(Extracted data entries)
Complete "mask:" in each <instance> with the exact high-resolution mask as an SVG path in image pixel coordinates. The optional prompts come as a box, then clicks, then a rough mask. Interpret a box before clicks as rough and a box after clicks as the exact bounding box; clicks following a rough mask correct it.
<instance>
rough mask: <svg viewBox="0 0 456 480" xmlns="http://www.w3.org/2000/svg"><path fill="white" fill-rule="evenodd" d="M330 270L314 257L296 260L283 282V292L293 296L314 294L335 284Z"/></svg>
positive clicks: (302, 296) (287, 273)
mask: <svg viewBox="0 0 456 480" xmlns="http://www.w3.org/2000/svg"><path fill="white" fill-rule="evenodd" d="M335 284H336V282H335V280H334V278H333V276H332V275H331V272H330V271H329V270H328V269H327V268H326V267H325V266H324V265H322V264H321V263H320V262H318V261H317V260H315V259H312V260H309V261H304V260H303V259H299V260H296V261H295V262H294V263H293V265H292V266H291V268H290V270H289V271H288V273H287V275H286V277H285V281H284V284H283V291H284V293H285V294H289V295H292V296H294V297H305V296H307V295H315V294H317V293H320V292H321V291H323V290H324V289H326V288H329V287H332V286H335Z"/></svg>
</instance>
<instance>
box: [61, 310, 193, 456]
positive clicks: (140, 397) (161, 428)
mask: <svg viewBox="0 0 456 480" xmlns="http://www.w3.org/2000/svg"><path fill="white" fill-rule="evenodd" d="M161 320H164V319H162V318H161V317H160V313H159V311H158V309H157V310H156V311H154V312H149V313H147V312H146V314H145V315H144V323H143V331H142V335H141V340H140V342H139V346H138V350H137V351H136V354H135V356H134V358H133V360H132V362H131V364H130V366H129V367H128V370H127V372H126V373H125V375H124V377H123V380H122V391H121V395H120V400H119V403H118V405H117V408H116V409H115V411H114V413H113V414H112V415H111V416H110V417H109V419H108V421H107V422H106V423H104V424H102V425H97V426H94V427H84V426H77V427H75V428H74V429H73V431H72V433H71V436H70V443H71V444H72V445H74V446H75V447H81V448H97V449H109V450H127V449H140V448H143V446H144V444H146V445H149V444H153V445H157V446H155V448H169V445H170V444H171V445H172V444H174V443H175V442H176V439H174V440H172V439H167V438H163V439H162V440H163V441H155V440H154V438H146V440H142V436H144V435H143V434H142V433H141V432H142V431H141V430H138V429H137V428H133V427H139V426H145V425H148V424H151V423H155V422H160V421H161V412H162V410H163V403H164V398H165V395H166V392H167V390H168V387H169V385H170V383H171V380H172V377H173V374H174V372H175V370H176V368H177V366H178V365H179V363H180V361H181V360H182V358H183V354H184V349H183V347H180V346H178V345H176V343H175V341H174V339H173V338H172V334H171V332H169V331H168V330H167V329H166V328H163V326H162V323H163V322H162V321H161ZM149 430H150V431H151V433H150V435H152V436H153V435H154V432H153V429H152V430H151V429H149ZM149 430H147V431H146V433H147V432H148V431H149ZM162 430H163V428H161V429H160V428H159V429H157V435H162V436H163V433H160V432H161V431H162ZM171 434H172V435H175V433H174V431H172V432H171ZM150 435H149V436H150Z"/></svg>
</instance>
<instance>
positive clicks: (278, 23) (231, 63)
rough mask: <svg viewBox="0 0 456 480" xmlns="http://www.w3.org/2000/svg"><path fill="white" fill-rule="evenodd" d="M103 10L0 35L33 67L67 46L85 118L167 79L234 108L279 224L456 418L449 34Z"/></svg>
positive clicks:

### [EXERCISE REQUIREMENTS]
From the first line to the last, copy the records without alteration.

### [ANSWER SECTION]
Complete "mask:" in each <instance> with the exact high-resolution mask as an SVG path in image pixel coordinates. The optional prompts come as a box, then clicks, then a rough mask. Interpret a box before clicks as rough and a box after clicks as the exact bounding box; clicks following a rough mask correct it.
<instance>
rough mask: <svg viewBox="0 0 456 480" xmlns="http://www.w3.org/2000/svg"><path fill="white" fill-rule="evenodd" d="M330 270L314 257L296 260L283 282V292L293 296L314 294L335 284Z"/></svg>
positive clicks: (302, 296) (287, 273)
mask: <svg viewBox="0 0 456 480" xmlns="http://www.w3.org/2000/svg"><path fill="white" fill-rule="evenodd" d="M335 284H336V282H335V280H334V278H333V276H332V275H331V272H330V271H329V270H328V269H327V268H326V267H325V266H324V265H322V264H321V263H320V262H318V261H317V260H315V259H312V260H309V261H304V260H303V259H299V260H296V261H295V262H294V263H293V265H292V266H291V268H290V270H289V271H288V273H287V275H286V277H285V281H284V284H283V291H284V293H285V294H289V295H292V296H294V297H305V296H307V295H315V294H317V293H320V292H321V291H323V290H324V289H326V288H329V287H332V286H335Z"/></svg>
</instance>
<instance>
box: [61, 310, 193, 456]
positive clicks: (140, 397) (161, 428)
mask: <svg viewBox="0 0 456 480" xmlns="http://www.w3.org/2000/svg"><path fill="white" fill-rule="evenodd" d="M161 320H164V319H162V318H161V317H160V313H159V311H158V309H157V310H156V311H154V312H149V313H147V312H146V314H145V315H144V323H143V331H142V335H141V340H140V342H139V346H138V350H137V351H136V354H135V356H134V358H133V360H132V362H131V364H130V366H129V367H128V370H127V372H126V373H125V375H124V377H123V380H122V391H121V395H120V400H119V403H118V405H117V408H116V409H115V411H114V413H113V414H112V415H111V416H110V417H109V419H108V421H107V422H106V423H104V424H102V425H97V426H94V427H84V426H77V427H75V428H74V429H73V431H72V433H71V436H70V443H71V444H72V445H74V446H75V447H81V448H97V449H109V450H127V449H140V448H143V446H144V444H146V445H149V444H153V445H157V446H155V448H169V445H170V444H171V445H172V444H174V443H175V442H176V439H174V440H172V439H167V438H163V439H162V440H163V441H155V440H154V438H146V440H142V436H144V435H143V434H142V433H141V432H142V431H141V430H138V429H137V428H133V427H139V426H145V425H148V424H151V423H155V422H160V421H161V412H162V410H163V403H164V398H165V395H166V392H167V390H168V387H169V385H170V383H171V380H172V377H173V374H174V372H175V370H176V368H177V366H178V365H179V363H180V361H181V360H182V358H183V354H184V349H183V347H180V346H178V345H176V343H175V341H174V339H173V338H172V334H171V332H169V331H168V330H167V329H166V328H163V326H162V323H163V322H162V321H161ZM149 430H150V431H151V433H150V435H152V436H153V435H154V432H153V429H152V430H151V429H149ZM149 430H147V431H146V433H147V432H148V431H149ZM162 430H163V428H161V429H160V428H159V429H157V435H162V436H163V433H160V432H161V431H162ZM171 434H172V435H175V433H174V431H172V432H171ZM150 435H149V436H150Z"/></svg>
</instance>
<instance>
positive clicks: (278, 23) (231, 63)
rough mask: <svg viewBox="0 0 456 480" xmlns="http://www.w3.org/2000/svg"><path fill="white" fill-rule="evenodd" d="M103 10L0 35L33 67L67 46L85 118L167 79L234 108L279 224L456 418L449 34Z"/></svg>
positive clicks:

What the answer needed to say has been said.